[BEGIN Data extract]

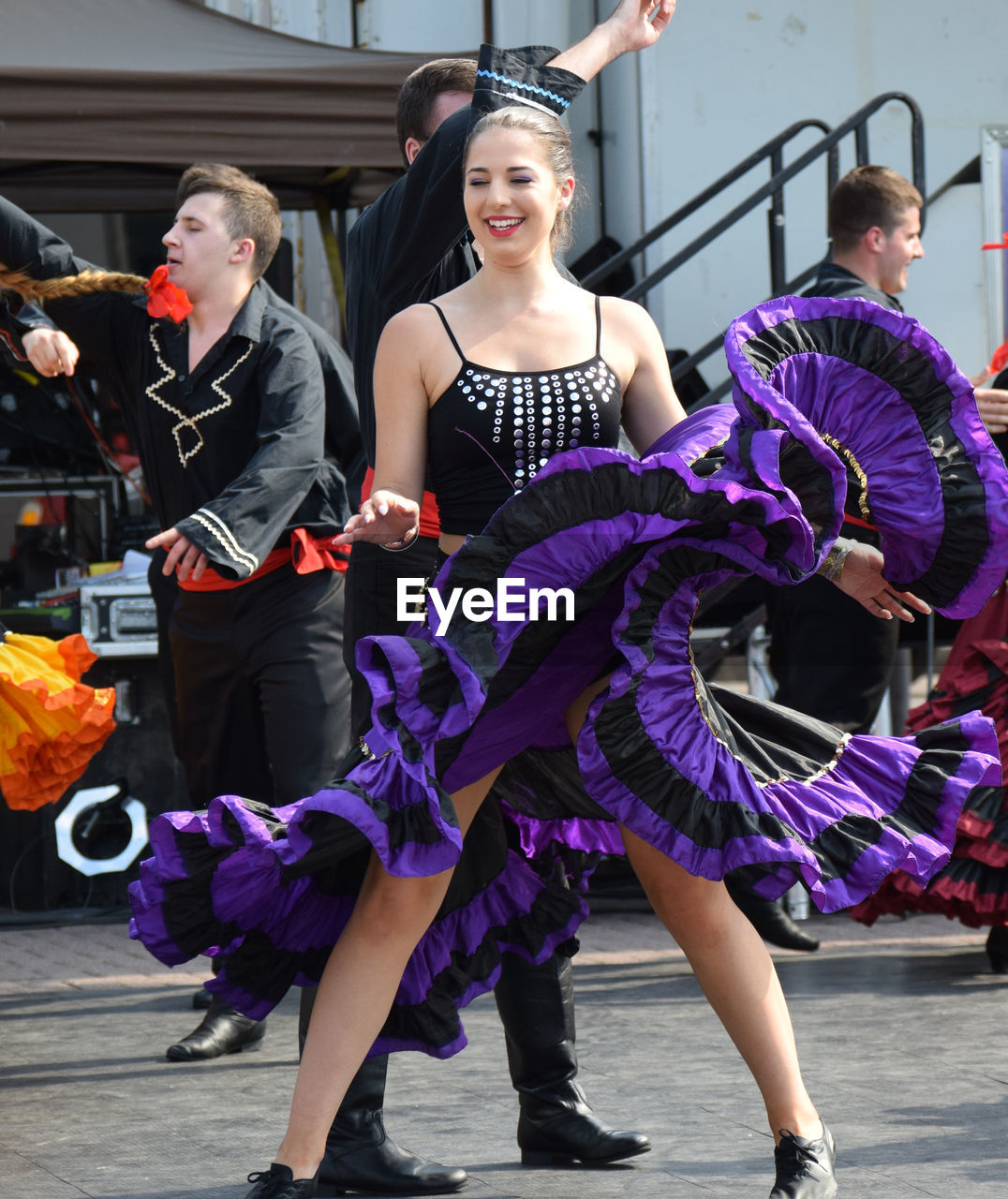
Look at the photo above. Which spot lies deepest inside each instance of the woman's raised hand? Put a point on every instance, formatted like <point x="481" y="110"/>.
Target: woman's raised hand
<point x="385" y="518"/>
<point x="861" y="578"/>
<point x="640" y="22"/>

[END Data extract]

Exercise requirements: Reproduce every line of the material above without any changes, and leave the pictures out.

Result below:
Look at the photo above. Which spot lies deepest inside each instance of the woman's raised hand? Put a point on every instance, formatted like <point x="481" y="110"/>.
Target: woman's raised hand
<point x="385" y="518"/>
<point x="861" y="578"/>
<point x="640" y="22"/>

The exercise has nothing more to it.